#### [Instruction 1]
Which lines of the records contain the string "white"? Copy out each of those lines; case counts.

· · · · ·

Hiscox Ltd (LON:HSX) raised a gross £375mln in a discounted placing that was confirmed on Wednesday.
In a trading update after market close the day before, the underwriter provided a “risk scenario” modelling the impact of a 12-week lockdown and with some customers ordered to close or with premises materially impacted and in total suggesting “a range of modelled outcomes between £10mln and £250mln net of reinsurance”.
The FTSE 250 group has now withdrawn all financial guidance for 2020 “until there is more clarity” but said it remained confident in the company’s ability to return to its normal 90-95% combined ratio target range for the retail business in 2022.
Hiscox and other insurers have been the subject of complaints and proposed legal challenges from small businesses angry at their refusal to pay out on business interruption claims, with the Financial Conduct Authority on Friday asking the High Court to make a judgement one way or the other.
Against that backdrop, Hiscox issued new shares equivalent to just under 20% of its existing share capital in an accelerated book build priced at 650p apiece, a 6.5% discount to their last closing market price.
Directors contributed roughly £600,000, of which approximately £150,000 was subscribed for by chief executive Bronek Masojada.
Proceeds of the capital fundraising “will enable Hiscox to respond to future growth opportunities and rate improvement in the US wholesale and reinsurance markets, as well as prudently position the group to withstand a range of downside scenarios”, the FTSE 250 company said in a statement.

· · · · ·

#### [Instruction 2]
Resume the article on the Hiscox share placing, continuing after its last sentence.

· · · · ·

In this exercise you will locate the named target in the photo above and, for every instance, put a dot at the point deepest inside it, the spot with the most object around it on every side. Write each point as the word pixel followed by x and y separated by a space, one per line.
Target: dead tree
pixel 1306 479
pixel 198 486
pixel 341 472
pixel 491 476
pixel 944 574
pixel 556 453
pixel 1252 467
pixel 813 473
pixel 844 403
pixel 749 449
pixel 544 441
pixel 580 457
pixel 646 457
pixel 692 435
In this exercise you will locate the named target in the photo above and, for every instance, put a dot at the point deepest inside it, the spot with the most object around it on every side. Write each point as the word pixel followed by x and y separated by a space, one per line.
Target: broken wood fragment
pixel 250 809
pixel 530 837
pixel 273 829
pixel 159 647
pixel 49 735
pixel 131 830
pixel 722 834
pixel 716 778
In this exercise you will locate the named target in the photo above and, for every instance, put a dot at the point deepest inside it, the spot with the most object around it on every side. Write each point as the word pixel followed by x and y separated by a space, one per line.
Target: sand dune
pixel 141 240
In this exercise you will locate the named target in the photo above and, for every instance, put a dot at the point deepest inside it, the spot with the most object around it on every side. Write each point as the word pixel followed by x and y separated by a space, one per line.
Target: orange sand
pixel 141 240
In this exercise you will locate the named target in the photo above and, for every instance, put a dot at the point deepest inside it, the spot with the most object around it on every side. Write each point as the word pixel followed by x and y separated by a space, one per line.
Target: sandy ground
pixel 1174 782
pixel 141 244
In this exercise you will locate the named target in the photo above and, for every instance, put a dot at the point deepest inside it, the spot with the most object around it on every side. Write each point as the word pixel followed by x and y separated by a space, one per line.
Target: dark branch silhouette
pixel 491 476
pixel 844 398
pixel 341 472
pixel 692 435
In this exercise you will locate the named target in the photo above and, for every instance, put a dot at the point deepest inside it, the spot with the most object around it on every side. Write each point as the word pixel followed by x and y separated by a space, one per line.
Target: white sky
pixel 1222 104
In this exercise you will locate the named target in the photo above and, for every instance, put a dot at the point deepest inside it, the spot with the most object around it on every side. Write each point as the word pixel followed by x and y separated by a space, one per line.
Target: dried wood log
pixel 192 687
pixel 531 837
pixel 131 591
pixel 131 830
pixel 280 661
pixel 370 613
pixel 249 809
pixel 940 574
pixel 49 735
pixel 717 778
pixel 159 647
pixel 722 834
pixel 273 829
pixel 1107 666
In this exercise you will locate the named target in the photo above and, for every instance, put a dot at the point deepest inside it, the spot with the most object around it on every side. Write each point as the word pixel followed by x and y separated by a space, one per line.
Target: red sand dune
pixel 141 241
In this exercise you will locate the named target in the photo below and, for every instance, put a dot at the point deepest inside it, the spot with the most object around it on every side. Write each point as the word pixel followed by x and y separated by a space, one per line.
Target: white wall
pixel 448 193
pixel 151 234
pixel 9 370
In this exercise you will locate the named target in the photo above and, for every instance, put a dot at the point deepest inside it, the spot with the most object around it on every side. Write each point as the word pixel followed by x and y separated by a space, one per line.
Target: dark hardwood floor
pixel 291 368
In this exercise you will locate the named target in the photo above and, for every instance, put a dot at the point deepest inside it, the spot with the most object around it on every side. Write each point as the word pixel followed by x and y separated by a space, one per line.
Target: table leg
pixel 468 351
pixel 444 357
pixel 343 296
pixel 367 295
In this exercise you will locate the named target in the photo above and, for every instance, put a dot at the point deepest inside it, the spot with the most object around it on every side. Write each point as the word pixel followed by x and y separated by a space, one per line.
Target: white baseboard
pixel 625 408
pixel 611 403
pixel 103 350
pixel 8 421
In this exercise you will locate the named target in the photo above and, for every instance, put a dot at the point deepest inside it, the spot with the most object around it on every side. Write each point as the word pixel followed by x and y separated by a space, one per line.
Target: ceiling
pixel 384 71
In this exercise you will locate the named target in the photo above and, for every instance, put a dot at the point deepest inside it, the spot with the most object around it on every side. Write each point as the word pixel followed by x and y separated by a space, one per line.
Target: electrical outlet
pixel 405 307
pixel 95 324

· · · · ·

#### [Written response 1]
Target: white sky
Target: white wall
Target: white baseboard

#### [Written response 2]
“Hiscox is seeing continued positive momentum in its London Market business, with Hiscox Re & ILS positioned well to capture opportunities presented by capital contraction which is expected to drive rates up further.
“The opportunities for Hiscox Retail remain significant, with Hiscox currently occupying only small market shares in very large addressable markets.”
Shares in the company rose 5% to 724.8p by Wednesday lunchtime.
This was no doubt helped somewhat by an upgrade from Jefferies, where analysts said the placing was “reassuringly at the upper end of our expectations for $300m-$500m” and was at a narrower discount than feared, “perhaps reflecting the market’s willingness to look to the long-term track record than focus on business interruption risk in UK small commercial lines”.
Jefferies upped the shares to a ‘buy’ rating from ‘hold’ and with a price target of 850p.
“Given that most equity issues year-to-date come from a position of revenue weakness, Hiscox stands apart as offering a substantial growth opportunity. The company’s capital pressures stem from four consecutive years of high natural catastrophe losses, coinciding with consistently high growth, causing capital requirements to outpace capital generation.
“Now, with deflationary pressures widespread, it is our view that growth will be valued at a higher premium. Thus although we acknowledge that the group faces material headwinds in the UK, we believe that the rapid de-rating of the shares reflects this and the opportunity to invest in US based growth creates compelling upside potential.”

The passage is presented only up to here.